Selection >>
──────────────────────────────

#BookReview The Toymakers by Robert Dinsdale #20booksofsummer

About the book

Do you remember when you believed in magic?

The Emporium opens with the first frost of winter. It is the same every year. Across the city, when children wake to see ferns of white stretched across their windows, or walk to school to hear ice crackling underfoot, the whispers begin: the Emporium is open! 

It is 1917, and London has spent years in the shadow of the First World War. In the heart of Mayfair, though, there is a place of hope. A place where children’s dreams can come true, where the impossible becomes possible – that place is Papa Jack’s Toy Emporium.

──────────────────────────────

Written exercise 1 >> Repeat the book blurb word for word, everything from "#BookReview The Toymakers" down to "Emporium is open!".
Written exercise 2 >>
Answer these questions using the book blurb:
(a) When does the Emporium open each year?
(b) In what year is the story set?
(c) In which part of London is the Emporium found?
Written exercise 3 >> Summarize the book blurb in two sentences.

Raw records >>
──────────────────────────────

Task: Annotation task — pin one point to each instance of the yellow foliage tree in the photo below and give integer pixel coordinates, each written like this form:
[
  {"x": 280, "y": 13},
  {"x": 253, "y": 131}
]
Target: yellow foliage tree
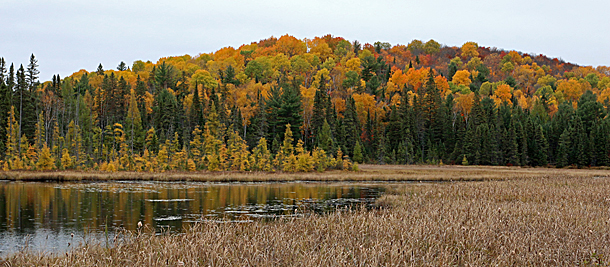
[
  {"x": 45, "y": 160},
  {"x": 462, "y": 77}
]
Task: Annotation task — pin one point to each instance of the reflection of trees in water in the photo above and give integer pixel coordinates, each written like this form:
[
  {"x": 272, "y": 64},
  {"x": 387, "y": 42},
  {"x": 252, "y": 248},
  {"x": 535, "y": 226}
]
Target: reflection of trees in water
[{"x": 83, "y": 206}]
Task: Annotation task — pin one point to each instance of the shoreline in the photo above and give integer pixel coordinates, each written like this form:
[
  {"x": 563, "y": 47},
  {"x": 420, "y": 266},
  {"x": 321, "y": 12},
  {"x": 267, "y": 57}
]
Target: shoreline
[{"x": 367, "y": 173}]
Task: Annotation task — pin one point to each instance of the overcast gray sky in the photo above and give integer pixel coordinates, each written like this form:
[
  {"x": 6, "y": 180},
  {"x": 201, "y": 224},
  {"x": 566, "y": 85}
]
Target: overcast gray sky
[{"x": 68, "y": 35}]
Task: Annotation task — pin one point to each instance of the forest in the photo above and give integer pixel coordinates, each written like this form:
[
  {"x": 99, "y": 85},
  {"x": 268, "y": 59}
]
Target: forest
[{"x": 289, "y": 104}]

──────────────────────────────

Full solution 1 >>
#BookReview The Toymakers by Robert Dinsdale #20booksofsummer

About the book

Do you remember when you believed in magic?

The Emporium opens with the first frost of winter. It is the same every year. Across the city, when children wake to see ferns of white stretched across their windows, or walk to school to hear ice crackling underfoot, the whispers begin: the Emporium is open!

Full solution 2 >>
(a) It opens with the first frost of winter.
(b) It is set in 1917.
(c) It is in the heart of Mayfair.

Full solution 3 >> Every year, Papa Jack's Toy Emporium opens with the first frost of winter, and children across the city whisper the news. In 1917, with London long under the shadow of the First World War, this shop in the heart of Mayfair is a place of hope where children's dreams can come true.